# TASK INSTRUCTIONS
[1] From the article on Putin's visit to Turkey below, write out word for word the passage between "Volume III, Number" and "Blue Stream pipeline.", inclusive.
[2] Translate into Spanish this sentence from the article on Putin's visit to Turkey below: "Sanctions and the general mood in Europe made this project impossible."

# QUOTED PASSAGE
+---+

Volume III, Number 4

Eurasia Analyst

A publication of independent researchers     @EurasiaAnalyst

December 17, 2014

Putin’s Pitch to Turkey

By Susan J. Cavan

Russian President Vladimir Putin recently visited Ankara for talks with Turkish President Recep Tayyip Erdogan and to convene the fifth meeting of the High-Level Russian-Turkish Cooperation Council, which focused on economics, trade, and the energy sector. The most notable results of the visit certainly centered on energy as Putin announced the cancellation of the South Stream project, with a compensatory increase in projections for capacity and deliveries to Turkey through the Blue Stream pipeline.

While Putin portrayed the end of South Stream as a penalty inflicted upon European states, (1) other analyst were more forthcoming over both the reasons for the cancellation and its effect. Igor Bunin, director of Russia’s Center for Political Technologies noted: “That’s a defeat that they are trying to mask as a victory. … The South Stream project was dying despite many attempts Russia made, despite the money it spent to keep the project alive. Sanctions and the general mood in Europe made this project impossible.” (2)

+---+

# GIVEN DATA
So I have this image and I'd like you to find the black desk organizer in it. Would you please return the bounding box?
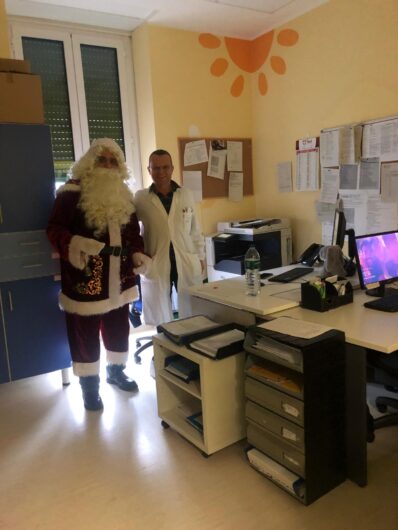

+---+

# ANSWERS
[1]
Volume III, Number 4

Eurasia Analyst

A publication of independent researchers     @EurasiaAnalyst

December 17, 2014

Putin’s Pitch to Turkey

By Susan J. Cavan

Russian President Vladimir Putin recently visited Ankara for talks with Turkish President Recep Tayyip Erdogan and to convene the fifth meeting of the High-Level Russian-Turkish Cooperation Council, which focused on economics, trade, and the energy sector. The most notable results of the visit certainly centered on energy as Putin announced the cancellation of the South Stream project, with a compensatory increase in projections for capacity and deliveries to Turkey through the Blue Stream pipeline.

[2] Las sanciones y el estado de ánimo general en Europa hicieron imposible este proyecto.